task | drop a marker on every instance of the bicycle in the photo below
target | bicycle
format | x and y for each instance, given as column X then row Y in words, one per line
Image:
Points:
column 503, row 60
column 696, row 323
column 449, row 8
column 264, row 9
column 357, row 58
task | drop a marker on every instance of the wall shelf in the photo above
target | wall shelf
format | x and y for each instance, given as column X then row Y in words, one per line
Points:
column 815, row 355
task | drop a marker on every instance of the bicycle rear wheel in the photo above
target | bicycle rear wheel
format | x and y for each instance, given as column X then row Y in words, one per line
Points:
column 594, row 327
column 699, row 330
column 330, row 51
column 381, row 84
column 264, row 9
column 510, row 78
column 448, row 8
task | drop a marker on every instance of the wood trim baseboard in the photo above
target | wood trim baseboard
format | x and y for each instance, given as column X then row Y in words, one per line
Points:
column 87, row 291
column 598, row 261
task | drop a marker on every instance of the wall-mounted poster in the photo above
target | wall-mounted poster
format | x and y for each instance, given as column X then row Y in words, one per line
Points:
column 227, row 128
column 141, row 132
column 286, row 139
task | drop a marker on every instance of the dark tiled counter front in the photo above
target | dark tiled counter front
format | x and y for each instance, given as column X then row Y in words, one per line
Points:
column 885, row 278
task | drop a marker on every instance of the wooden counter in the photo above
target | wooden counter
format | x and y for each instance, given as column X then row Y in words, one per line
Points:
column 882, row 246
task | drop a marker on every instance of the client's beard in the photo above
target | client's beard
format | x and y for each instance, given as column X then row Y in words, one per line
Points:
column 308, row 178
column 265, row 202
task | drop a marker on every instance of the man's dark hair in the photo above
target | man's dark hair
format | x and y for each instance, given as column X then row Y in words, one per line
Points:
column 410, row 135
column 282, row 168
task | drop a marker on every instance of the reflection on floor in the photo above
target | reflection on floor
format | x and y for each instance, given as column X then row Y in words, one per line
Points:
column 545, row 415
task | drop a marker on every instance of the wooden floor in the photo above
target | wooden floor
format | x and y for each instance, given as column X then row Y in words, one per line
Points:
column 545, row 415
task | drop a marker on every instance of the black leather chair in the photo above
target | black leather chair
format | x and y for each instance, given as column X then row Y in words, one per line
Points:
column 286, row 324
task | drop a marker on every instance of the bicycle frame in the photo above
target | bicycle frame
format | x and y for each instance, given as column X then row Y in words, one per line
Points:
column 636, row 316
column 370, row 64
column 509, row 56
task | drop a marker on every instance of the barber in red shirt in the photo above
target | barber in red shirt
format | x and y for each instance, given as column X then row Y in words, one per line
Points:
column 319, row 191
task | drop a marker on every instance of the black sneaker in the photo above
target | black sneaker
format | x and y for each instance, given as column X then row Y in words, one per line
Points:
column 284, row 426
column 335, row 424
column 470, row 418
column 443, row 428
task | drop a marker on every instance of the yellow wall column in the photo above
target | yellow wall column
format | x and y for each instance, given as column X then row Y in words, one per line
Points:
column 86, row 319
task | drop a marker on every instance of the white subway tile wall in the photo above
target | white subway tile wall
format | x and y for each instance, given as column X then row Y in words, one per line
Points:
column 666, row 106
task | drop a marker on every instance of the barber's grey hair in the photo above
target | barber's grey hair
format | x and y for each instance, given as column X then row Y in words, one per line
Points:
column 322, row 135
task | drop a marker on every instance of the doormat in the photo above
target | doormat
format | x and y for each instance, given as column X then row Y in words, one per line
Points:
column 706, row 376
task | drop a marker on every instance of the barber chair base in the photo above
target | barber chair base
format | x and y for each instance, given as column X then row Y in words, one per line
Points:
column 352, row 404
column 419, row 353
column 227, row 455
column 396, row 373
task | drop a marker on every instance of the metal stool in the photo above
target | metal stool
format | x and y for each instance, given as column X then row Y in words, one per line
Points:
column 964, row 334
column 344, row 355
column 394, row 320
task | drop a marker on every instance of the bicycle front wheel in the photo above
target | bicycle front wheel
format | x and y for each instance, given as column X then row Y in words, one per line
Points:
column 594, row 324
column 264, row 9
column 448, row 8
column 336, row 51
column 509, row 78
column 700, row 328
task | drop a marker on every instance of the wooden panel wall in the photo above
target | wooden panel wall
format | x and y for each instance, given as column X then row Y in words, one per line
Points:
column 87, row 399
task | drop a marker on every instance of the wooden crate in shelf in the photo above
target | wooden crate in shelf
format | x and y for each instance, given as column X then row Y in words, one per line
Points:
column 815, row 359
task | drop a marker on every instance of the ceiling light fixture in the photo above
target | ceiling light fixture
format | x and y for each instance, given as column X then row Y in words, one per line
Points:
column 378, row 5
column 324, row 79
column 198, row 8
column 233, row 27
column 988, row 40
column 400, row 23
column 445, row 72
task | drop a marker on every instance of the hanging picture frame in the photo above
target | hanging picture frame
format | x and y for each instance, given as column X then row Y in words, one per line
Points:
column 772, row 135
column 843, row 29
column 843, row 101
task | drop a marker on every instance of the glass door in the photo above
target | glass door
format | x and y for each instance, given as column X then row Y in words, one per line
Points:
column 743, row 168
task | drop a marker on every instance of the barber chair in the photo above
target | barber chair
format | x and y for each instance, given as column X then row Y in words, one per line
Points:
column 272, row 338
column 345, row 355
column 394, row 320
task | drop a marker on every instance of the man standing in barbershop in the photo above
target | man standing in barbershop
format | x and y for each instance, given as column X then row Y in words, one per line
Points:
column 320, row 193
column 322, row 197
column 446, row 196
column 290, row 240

-*-*-

_Exercise aim:_ Recopy the entries above in their entirety, exactly.

_Written solution:_
task | drop a marker on every instance of the bicycle in the photo below
target | bicycle
format | x and y for each instance, given as column X then row Y in words, one per line
Image:
Points:
column 503, row 60
column 696, row 323
column 449, row 8
column 264, row 9
column 357, row 58
task | drop a marker on every instance of the wall shelf in the photo above
target | wall shelf
format | x and y for each instance, given as column X then row Y in words, one per line
Points:
column 815, row 355
task | drop a marker on every instance of the bicycle rear wheel in the photo above
target | bicycle rear wheel
format | x and y for each instance, given as column X then row Y in words, one per line
Points:
column 594, row 327
column 699, row 330
column 330, row 51
column 381, row 84
column 264, row 9
column 510, row 78
column 448, row 8
task | drop a marker on every instance of the wood trim baseboard in the photo above
target | wood trim baseboard
format | x and y for each instance, given as column X then row Y in words, one per line
Points:
column 87, row 291
column 598, row 261
task | drop a marker on every instance of the wall-mounted poster in the photo above
target | wall-mounted poster
format | x and y for each instance, given as column X then row Y in words, one per line
Points:
column 227, row 128
column 141, row 132
column 286, row 139
task | drop a marker on every instance of the dark tiled counter front in the photo above
target | dark tiled counter front
format | x and y for each instance, given as column X then row Y in words, one per line
Points:
column 885, row 278
task | drop a marker on every instance of the wooden counter in the photo above
target | wooden counter
format | x and y for each instance, given as column X then row Y in words, one per line
Points:
column 882, row 246
task | drop a marker on every instance of the client's beard in the photo above
target | client's beard
format | x and y for each instance, given as column X then row Y in words, one per line
Points:
column 308, row 178
column 265, row 202
task | drop a marker on every instance of the man's dark hair in the photo above
target | man's dark hair
format | x and y for each instance, given as column X then row Y in words, one per line
Points:
column 410, row 135
column 282, row 168
task | drop a marker on every instance of the reflection on floor in the photo above
target | reflection on floor
format | x and y for each instance, given as column X then row Y in words, one per line
Points:
column 545, row 415
task | drop a marker on every instance of the wooden floor in the photo above
target | wooden floor
format | x and y for each instance, given as column X then row Y in words, one per line
Points:
column 545, row 415
task | drop a marker on every instance of the black leather chair in the photo above
target | black leather chair
format | x and y for each instance, given as column X then row Y in words, one per line
Points:
column 286, row 324
task | drop a marker on every instance of the bicycle frame in the photo above
target | bicycle frame
format | x and y for each instance, given as column X then row Y in words, one per line
Points:
column 636, row 316
column 370, row 64
column 509, row 56
task | drop a marker on every instance of the barber in red shirt in the photo above
target | barber in red shirt
format | x and y for each instance, given as column X then row Y in words, one per line
Points:
column 319, row 191
task | drop a marker on every instance of the black sneaker in the photo above
target | black sneaker
format | x and y for each instance, given as column X then row Y in words, one per line
Points:
column 284, row 426
column 335, row 424
column 470, row 418
column 443, row 428
task | drop a marker on every instance of the yellow wall column in the photo above
target | yellow wall column
format | x and y for each instance, given as column X then row Y in words, one per line
Points:
column 86, row 319
task | drop a marker on every instance of the white subway tile wall in the photo above
target | white subway tile wall
format | x and y for each instance, given as column X then row Y in words, one per line
Points:
column 666, row 106
task | drop a marker on every instance of the barber's grey hair in the photo above
target | barber's grey hair
format | x and y for each instance, given as column X then row Y in words, one per line
Points:
column 322, row 135
task | drop a marker on every instance of the doormat in the photo above
target | doormat
format | x and y for each instance, given as column X then row Y in words, one per line
Points:
column 706, row 376
task | drop a marker on every instance of the barber chair base in the photo above
target | barber chair base
format | x and y for each instance, given as column X then row Y in words, one per line
Points:
column 352, row 404
column 419, row 353
column 227, row 455
column 396, row 373
task | drop a marker on every instance of the metal stool in the photo above
target | metal stool
format | x and y for each instance, given as column X then row Y in words, one per line
Points:
column 964, row 334
column 344, row 355
column 394, row 320
task | drop a marker on every instance of the bicycle front wheel in the photo above
target | bicycle front wheel
format | x and y for each instance, given as column X then row Y in words, one per line
Points:
column 594, row 324
column 264, row 9
column 448, row 8
column 336, row 51
column 509, row 78
column 700, row 328
task | drop a marker on every instance of the wooden panel wall in the photo above
target | wooden panel wall
format | x and y for each instance, given as column X then row Y in words, one per line
Points:
column 87, row 399
task | drop a marker on every instance of the wooden crate in shelf in the photo above
target | wooden crate in shelf
format | x and y for each instance, given as column X then row Y in words, one per line
Points:
column 815, row 359
task | drop a marker on every instance of the ceiling light fixture in the photo above
target | ceiling light fixture
format | x and y for each instance, given as column X then row Y in words, one per line
Points:
column 378, row 5
column 324, row 79
column 198, row 8
column 233, row 27
column 988, row 40
column 400, row 23
column 445, row 72
task | drop a marker on every instance of the hanging picture frame in the photo above
target | hanging picture frame
format | x and y for each instance, given as column X then row Y in words, one per line
Points:
column 772, row 135
column 843, row 29
column 843, row 101
task | drop a marker on every instance of the glass door in the photo above
target | glass door
format | x and y for each instance, given as column X then row Y in words, one per line
Points:
column 743, row 168
task | drop a marker on every instance of the barber chair in the photo above
target | barber chair
format | x and y for each instance, given as column X then row Y in words, one per line
Points:
column 272, row 338
column 345, row 355
column 394, row 320
task | drop a marker on every instance of the man standing in barbershop in the photo above
target | man standing in barbershop
format | x and y for each instance, given as column X then row Y in words, one per line
Points:
column 320, row 193
column 322, row 197
column 446, row 196
column 290, row 240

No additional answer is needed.